Lately I’ve been going through the following steps:

  1. My novel is awesome!
  2. Someone points out one problem that I had no idea was a problem in the first place.
  3. I hate the guts of that someone.
  4. Realization kicks in.
  5. The problem is everywhere!
  6. My book sucks.
  7. I spend a long time fixing said problem.
  8. Go back to 1.

Forgetting stuff is my specialty, but my memory is pretty good when something unexpected and unpleasant happens. As a result, I almost always remember when I learned something new about writing that impacts my novel.

You may be surprised that I didn’t know that “show, don’t tell” was a thing, but as far as writing was concerned I’m not the sharpest knife in the shed (sorry for the obvious joke).

Actually, it’s better if I show you.

if you like my writing style, please check my debut Science Fiction and Fantasy novel Challenges of the Gods. It’s getting great reviews!


The End of The Innocence

It all started when Galileo, one of my cats, was trying to have a nap on top of my laptop. I was worried that he’d change chapter 1, inadvertently making it better, as I was reading the feedback from one of my beta readers.ataleoftwokitties.jpg

Her comment was a cryptic word that made no sense to me:


Yes, telly. I reread the paragraph several times and I couldn’t find anything that could imply “television”, or “show”, or something related to TV. Moving on, I  decided that I’d worry about it and Galileo afterwards. But a few paragraphs later, and after breaking Galileo’s heart by moving him away, there was another odd comment, this time with one extra word:

“Too telly.”

My writing was not only telly–whatever it meant–but it was too much like that. Okay, this was starting to look like a real problem. I clicked on the start button and launched my web browser, looking for salvation. But Google was no help at all. I didn’t even know we had a telly monster.

- Provided material -
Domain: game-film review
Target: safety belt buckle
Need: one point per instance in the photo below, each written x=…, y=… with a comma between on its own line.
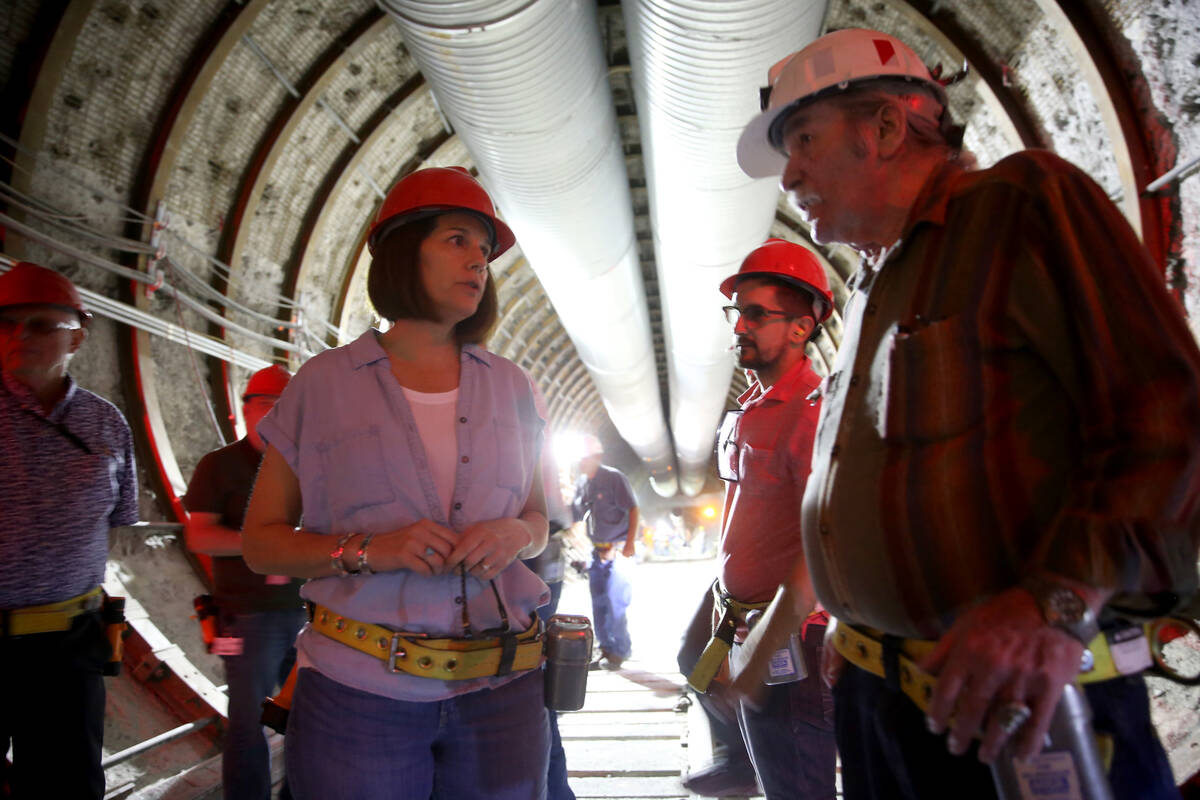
x=396, y=651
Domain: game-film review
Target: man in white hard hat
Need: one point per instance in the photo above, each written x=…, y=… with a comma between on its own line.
x=67, y=476
x=1008, y=453
x=780, y=295
x=605, y=499
x=258, y=615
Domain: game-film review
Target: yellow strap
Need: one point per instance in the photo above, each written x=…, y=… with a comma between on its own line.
x=52, y=617
x=721, y=642
x=439, y=659
x=865, y=650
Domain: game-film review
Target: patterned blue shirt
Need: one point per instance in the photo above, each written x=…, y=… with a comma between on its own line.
x=346, y=429
x=65, y=479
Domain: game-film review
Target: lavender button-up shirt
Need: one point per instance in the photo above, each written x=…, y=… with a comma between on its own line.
x=346, y=429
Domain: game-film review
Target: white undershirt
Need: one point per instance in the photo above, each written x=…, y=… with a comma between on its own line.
x=433, y=414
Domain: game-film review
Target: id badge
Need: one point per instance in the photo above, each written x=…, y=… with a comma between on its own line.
x=226, y=645
x=787, y=663
x=1049, y=776
x=1129, y=650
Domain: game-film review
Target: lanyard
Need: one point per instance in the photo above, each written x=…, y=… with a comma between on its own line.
x=467, y=633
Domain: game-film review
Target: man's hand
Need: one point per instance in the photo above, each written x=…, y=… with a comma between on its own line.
x=999, y=653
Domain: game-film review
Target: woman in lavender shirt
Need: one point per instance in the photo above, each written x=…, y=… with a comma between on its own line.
x=412, y=458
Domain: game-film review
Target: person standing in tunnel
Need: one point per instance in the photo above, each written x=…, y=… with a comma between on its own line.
x=67, y=476
x=411, y=457
x=1007, y=463
x=259, y=615
x=605, y=501
x=780, y=296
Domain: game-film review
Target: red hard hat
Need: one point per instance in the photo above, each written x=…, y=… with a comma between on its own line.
x=436, y=190
x=793, y=263
x=29, y=284
x=270, y=380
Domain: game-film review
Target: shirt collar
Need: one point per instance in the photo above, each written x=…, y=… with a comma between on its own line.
x=366, y=349
x=793, y=380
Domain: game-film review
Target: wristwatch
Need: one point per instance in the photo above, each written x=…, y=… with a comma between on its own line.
x=1063, y=608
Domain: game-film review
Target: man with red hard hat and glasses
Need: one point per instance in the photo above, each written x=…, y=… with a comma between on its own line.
x=258, y=615
x=66, y=477
x=780, y=298
x=1008, y=451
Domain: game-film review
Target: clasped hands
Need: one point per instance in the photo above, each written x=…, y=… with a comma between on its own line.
x=426, y=547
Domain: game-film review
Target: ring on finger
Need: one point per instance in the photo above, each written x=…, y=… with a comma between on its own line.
x=1012, y=715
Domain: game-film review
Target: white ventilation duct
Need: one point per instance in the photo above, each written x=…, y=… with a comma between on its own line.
x=697, y=67
x=525, y=84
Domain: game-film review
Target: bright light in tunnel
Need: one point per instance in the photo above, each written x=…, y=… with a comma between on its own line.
x=568, y=449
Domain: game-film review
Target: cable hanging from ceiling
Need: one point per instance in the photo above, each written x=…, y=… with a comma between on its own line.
x=220, y=268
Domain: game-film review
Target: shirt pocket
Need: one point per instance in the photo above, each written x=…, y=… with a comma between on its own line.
x=760, y=470
x=513, y=465
x=925, y=391
x=355, y=473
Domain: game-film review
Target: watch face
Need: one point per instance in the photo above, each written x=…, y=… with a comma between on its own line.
x=1063, y=606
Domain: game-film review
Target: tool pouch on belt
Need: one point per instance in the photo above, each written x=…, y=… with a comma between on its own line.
x=112, y=613
x=715, y=653
x=276, y=709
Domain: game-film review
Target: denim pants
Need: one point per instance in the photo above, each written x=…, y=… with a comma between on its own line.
x=349, y=745
x=791, y=738
x=52, y=709
x=887, y=752
x=611, y=595
x=268, y=641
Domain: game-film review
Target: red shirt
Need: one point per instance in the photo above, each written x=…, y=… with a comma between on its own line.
x=769, y=446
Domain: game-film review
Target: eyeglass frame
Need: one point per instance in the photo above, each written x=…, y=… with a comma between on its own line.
x=766, y=314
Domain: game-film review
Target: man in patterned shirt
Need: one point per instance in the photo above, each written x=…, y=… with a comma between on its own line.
x=1008, y=451
x=66, y=476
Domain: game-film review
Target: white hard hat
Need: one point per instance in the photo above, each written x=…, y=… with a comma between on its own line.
x=826, y=66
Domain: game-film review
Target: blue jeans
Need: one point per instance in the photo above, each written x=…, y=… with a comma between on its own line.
x=349, y=745
x=887, y=752
x=791, y=738
x=267, y=657
x=611, y=594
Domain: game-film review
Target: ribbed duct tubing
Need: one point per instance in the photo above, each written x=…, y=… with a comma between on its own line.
x=697, y=67
x=525, y=84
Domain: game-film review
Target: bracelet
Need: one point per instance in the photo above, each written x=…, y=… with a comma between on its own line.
x=364, y=567
x=335, y=555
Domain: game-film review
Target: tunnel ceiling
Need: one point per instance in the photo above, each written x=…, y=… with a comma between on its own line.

- What you will do -
1 - Output the post from "7. I spend a" to "getting great reviews!".
2 - Based on the post, explain why the writer almost always remembers learning something new about writing that affects the novel.

- Responses to the exercise -
1 -
7. I spend a long time fixing said problem.
  8. Go back to 1.

Forgetting stuff is my specialty, but my memory is pretty good when something unexpected and unpleasant happens. As a result, I almost always remember when I learned something new about writing that impacts my novel.

You may be surprised that I didn’t know that “show, don’t tell” was a thing, but as far as writing was concerned I’m not the sharpest knife in the shed (sorry for the obvious joke).

Actually, it’s better if I show you.

if you like my writing style, please check my debut Science Fiction and Fantasy novel Challenges of the Gods. It’s getting great reviews!

2 - Forgetting things is the writer's specialty, but their memory is pretty good when something unexpected and unpleasant happens. As a result, they almost always remember when they learned something new about writing that impacts the novel.